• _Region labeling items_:
########

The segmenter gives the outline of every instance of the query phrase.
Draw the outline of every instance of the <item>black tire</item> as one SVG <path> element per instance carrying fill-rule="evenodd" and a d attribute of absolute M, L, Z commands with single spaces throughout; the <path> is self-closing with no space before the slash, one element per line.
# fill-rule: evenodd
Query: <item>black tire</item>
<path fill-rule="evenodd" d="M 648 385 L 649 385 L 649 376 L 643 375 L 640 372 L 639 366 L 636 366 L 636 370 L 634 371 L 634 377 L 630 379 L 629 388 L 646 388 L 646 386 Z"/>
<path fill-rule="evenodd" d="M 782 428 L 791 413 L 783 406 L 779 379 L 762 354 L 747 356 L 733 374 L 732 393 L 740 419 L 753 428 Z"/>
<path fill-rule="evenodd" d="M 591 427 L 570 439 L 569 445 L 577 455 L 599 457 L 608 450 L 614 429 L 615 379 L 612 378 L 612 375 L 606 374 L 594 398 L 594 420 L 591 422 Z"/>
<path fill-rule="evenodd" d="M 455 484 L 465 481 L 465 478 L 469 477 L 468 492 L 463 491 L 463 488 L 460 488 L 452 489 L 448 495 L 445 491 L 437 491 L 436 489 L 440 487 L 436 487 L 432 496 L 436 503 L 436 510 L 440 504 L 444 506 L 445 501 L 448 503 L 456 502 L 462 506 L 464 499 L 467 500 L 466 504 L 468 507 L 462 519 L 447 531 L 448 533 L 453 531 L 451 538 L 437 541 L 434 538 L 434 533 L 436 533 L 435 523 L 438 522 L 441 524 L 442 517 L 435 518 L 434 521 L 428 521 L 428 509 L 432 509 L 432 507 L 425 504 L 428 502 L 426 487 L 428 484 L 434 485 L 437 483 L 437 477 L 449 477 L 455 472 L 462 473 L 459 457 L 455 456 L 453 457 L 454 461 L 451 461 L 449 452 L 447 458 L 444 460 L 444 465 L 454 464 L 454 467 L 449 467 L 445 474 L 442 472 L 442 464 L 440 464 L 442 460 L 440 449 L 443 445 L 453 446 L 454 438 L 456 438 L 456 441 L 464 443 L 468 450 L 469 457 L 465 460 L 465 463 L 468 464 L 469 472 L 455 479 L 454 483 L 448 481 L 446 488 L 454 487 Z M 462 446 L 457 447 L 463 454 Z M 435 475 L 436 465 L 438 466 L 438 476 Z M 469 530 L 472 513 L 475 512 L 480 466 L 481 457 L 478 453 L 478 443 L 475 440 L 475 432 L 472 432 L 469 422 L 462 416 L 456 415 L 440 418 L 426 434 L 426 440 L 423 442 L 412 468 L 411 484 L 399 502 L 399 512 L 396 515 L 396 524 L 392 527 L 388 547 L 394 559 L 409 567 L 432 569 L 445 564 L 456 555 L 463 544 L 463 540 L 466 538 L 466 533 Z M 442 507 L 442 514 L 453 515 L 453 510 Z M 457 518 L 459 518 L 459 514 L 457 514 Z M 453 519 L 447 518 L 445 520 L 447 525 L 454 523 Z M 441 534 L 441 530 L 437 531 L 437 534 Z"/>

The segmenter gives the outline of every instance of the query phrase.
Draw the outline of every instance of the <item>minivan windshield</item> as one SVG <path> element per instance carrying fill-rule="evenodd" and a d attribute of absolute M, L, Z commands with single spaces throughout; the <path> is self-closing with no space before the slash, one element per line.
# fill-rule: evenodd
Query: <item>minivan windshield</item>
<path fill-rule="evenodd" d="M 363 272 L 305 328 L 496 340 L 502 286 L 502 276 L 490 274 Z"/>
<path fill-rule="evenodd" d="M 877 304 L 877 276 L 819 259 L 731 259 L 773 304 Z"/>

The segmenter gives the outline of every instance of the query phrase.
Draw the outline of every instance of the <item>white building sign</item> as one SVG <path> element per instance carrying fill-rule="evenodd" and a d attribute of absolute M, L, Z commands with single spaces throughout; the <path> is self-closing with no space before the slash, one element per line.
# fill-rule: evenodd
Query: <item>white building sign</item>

########

• _EXERCISE DETAILS_: Please reproduce every row above line for line, without changing a single character.

• _SOLUTION TO THE EXERCISE_:
The segmenter gives the outline of every instance of the query phrase.
Draw the outline of every instance of the <item>black tire</item> as one SVG <path> element per instance carrying fill-rule="evenodd" and a d attribute of absolute M, L, Z commands with single spaces throughout; the <path> is self-closing with no space before the slash, one element per line.
# fill-rule: evenodd
Query: <item>black tire</item>
<path fill-rule="evenodd" d="M 648 385 L 649 385 L 649 376 L 643 375 L 640 372 L 639 366 L 636 366 L 636 370 L 634 371 L 634 377 L 630 379 L 629 388 L 646 388 L 646 386 Z"/>
<path fill-rule="evenodd" d="M 782 428 L 791 413 L 783 406 L 779 379 L 762 354 L 747 356 L 733 374 L 732 393 L 740 419 L 753 428 Z"/>
<path fill-rule="evenodd" d="M 591 427 L 570 439 L 569 445 L 577 455 L 599 457 L 608 450 L 614 429 L 615 379 L 612 378 L 612 375 L 606 374 L 594 398 L 594 420 L 591 422 Z"/>
<path fill-rule="evenodd" d="M 455 484 L 465 481 L 465 478 L 469 477 L 468 492 L 463 491 L 463 488 L 460 488 L 452 489 L 448 495 L 445 491 L 437 491 L 436 489 L 440 487 L 436 487 L 432 496 L 436 503 L 436 510 L 440 504 L 444 506 L 445 501 L 448 503 L 456 502 L 462 506 L 464 499 L 467 500 L 466 504 L 468 507 L 462 519 L 447 531 L 448 533 L 453 531 L 451 538 L 437 541 L 434 538 L 434 533 L 436 533 L 435 523 L 438 522 L 441 524 L 442 517 L 435 518 L 434 521 L 428 521 L 428 509 L 432 509 L 432 507 L 425 504 L 428 502 L 426 487 L 428 484 L 434 485 L 437 483 L 437 477 L 449 477 L 455 472 L 462 473 L 459 457 L 455 456 L 453 457 L 454 461 L 451 461 L 449 452 L 447 458 L 444 460 L 444 465 L 454 464 L 454 467 L 449 467 L 445 474 L 442 472 L 442 464 L 440 464 L 442 460 L 440 449 L 443 445 L 453 446 L 454 438 L 456 438 L 456 441 L 464 443 L 468 450 L 469 457 L 465 460 L 465 463 L 468 464 L 469 472 L 455 479 L 454 483 L 448 481 L 446 488 L 454 487 Z M 462 446 L 457 447 L 463 454 Z M 435 475 L 436 465 L 438 466 L 438 476 Z M 469 530 L 472 513 L 475 512 L 480 466 L 481 457 L 478 453 L 478 443 L 475 440 L 475 432 L 472 432 L 469 422 L 462 416 L 456 415 L 440 418 L 426 434 L 426 440 L 423 442 L 412 468 L 411 484 L 399 502 L 399 512 L 396 515 L 396 524 L 392 527 L 388 547 L 394 559 L 409 567 L 432 569 L 445 564 L 456 555 L 463 544 L 463 540 L 466 538 L 466 533 Z M 442 507 L 442 514 L 453 515 L 453 510 Z M 457 518 L 459 518 L 459 514 L 457 514 Z M 453 519 L 447 518 L 445 520 L 447 525 L 454 523 Z M 441 534 L 441 530 L 437 531 L 437 534 Z"/>

The segmenter gives the outline of every instance of the query phrase.
Draw the outline of every instance of the <item>minivan windshield</item> as one SVG <path> element per instance carrying fill-rule="evenodd" and a d attribute of absolute M, L, Z commands with single spaces throughout; the <path> is self-closing with no space before the slash, one element per line.
# fill-rule: evenodd
Query: <item>minivan windshield</item>
<path fill-rule="evenodd" d="M 363 272 L 305 328 L 496 340 L 502 286 L 502 276 L 490 274 Z"/>
<path fill-rule="evenodd" d="M 877 304 L 877 276 L 819 259 L 731 259 L 773 304 Z"/>

The segmenter gives the outline of every instance of the query phrase.
Draw the outline of every instance of the <item>white building sign</item> as one SVG <path> element per instance carrying fill-rule="evenodd" and a d attribute of absolute M, L, Z commands with single spaces throughout; the <path> is self-closing with no space before the slash, one element per line.
# fill-rule: evenodd
Query: <item>white building sign</item>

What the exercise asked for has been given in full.